Required work:
Show each line of the data below that contains the word "dark".

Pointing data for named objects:
※

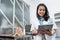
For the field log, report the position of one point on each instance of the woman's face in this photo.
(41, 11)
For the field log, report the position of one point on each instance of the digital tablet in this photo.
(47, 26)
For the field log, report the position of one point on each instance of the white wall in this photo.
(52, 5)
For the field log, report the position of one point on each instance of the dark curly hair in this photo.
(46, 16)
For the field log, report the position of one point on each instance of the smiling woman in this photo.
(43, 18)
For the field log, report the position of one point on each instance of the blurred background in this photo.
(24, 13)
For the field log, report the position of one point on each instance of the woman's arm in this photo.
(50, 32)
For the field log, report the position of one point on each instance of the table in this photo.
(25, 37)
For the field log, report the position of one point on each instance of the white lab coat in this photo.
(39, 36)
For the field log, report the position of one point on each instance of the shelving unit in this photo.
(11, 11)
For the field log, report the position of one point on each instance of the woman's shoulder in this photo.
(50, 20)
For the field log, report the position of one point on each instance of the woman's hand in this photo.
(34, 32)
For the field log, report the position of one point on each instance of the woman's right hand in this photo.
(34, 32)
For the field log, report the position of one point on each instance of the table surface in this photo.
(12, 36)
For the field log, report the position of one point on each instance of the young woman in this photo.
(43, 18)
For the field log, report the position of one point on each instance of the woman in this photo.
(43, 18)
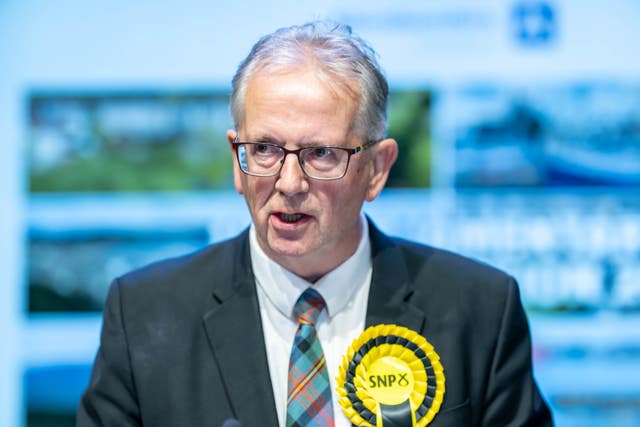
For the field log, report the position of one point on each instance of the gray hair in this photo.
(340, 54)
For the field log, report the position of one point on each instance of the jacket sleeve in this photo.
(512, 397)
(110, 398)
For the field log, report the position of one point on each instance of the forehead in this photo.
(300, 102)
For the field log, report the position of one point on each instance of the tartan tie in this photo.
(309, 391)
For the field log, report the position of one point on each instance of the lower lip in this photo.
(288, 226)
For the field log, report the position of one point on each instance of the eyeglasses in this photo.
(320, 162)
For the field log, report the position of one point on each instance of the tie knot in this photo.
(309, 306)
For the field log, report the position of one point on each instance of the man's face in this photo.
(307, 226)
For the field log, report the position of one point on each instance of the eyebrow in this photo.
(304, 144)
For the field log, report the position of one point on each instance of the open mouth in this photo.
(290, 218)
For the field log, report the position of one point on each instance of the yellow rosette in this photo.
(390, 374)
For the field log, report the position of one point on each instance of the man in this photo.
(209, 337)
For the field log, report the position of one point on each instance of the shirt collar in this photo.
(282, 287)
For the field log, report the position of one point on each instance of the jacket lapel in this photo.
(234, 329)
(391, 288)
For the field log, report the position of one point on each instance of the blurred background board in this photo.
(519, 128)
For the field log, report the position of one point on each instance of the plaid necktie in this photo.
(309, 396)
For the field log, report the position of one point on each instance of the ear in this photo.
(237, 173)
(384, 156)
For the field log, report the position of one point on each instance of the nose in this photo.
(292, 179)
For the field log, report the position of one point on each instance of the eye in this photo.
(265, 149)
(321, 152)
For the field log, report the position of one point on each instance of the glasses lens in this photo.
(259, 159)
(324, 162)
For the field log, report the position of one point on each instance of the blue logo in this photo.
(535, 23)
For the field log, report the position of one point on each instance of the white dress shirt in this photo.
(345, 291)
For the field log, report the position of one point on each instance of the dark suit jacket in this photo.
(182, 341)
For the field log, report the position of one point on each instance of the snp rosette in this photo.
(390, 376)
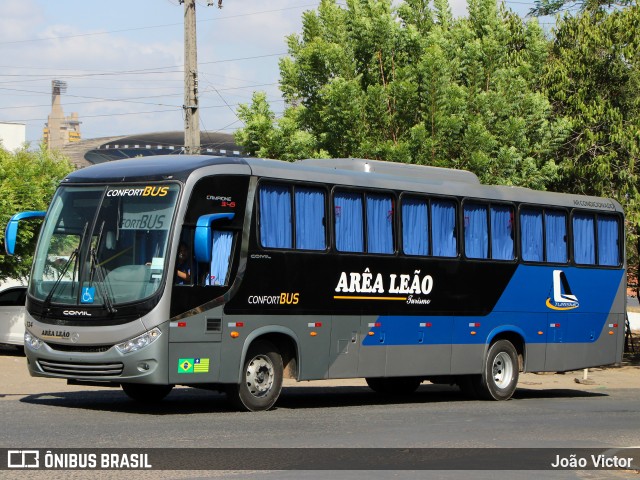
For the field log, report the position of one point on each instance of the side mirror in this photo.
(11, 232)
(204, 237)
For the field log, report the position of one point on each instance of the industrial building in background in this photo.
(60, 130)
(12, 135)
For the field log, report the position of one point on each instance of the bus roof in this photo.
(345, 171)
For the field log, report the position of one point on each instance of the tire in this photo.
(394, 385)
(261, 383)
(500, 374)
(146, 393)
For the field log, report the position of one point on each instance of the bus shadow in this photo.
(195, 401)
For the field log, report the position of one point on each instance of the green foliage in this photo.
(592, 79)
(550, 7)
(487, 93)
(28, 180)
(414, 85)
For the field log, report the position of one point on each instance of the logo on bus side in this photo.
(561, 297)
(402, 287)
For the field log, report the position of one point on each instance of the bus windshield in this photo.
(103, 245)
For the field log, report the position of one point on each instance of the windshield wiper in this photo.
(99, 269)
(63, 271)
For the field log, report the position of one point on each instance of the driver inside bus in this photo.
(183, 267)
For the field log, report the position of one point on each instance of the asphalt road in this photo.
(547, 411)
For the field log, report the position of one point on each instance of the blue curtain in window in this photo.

※

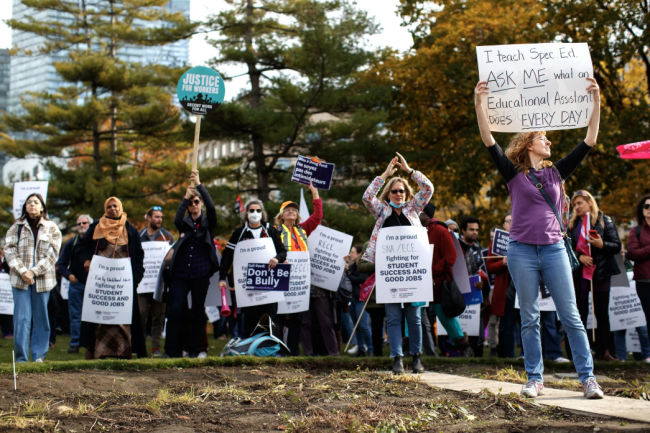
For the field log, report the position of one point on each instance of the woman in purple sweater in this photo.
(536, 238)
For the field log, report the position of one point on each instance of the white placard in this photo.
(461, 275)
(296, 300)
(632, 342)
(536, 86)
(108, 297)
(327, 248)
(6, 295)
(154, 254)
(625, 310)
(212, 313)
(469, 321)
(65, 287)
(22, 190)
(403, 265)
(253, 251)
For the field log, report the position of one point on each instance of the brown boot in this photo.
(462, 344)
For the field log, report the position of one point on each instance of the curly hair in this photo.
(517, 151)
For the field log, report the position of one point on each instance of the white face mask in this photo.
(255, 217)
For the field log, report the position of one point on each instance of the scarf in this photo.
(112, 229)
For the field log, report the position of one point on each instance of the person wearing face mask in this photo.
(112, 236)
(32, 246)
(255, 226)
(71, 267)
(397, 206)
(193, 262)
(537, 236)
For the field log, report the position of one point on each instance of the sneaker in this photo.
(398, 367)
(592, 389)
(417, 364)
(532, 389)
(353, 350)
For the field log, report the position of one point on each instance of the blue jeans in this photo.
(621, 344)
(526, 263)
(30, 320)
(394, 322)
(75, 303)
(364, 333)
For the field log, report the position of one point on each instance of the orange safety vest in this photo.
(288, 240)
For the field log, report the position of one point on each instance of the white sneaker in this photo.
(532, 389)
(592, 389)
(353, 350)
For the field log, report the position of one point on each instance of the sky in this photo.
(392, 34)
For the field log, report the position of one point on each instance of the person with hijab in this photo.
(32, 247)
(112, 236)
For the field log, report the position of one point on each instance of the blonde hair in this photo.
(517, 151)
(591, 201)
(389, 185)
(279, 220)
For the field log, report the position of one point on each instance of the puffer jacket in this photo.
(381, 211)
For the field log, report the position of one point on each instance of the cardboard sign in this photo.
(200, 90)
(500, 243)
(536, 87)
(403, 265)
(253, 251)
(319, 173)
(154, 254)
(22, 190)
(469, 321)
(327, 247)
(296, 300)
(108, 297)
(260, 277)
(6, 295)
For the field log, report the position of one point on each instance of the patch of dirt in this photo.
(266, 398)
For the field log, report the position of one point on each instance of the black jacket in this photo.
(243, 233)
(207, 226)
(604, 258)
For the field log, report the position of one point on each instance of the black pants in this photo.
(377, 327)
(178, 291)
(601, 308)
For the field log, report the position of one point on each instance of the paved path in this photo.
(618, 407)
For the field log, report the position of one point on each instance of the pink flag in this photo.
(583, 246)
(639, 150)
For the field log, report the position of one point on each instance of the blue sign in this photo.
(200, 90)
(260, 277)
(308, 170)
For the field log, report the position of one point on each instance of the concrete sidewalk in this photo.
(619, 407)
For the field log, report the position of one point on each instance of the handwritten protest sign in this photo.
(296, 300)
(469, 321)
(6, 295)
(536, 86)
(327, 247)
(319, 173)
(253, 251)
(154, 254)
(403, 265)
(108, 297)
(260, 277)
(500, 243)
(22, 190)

※

Result for this task:
For the field log, report the position of one point on each instance of the dark curly hair in this photo.
For the field log, report the position of one point on each instance of the dark suit jacket in this photo.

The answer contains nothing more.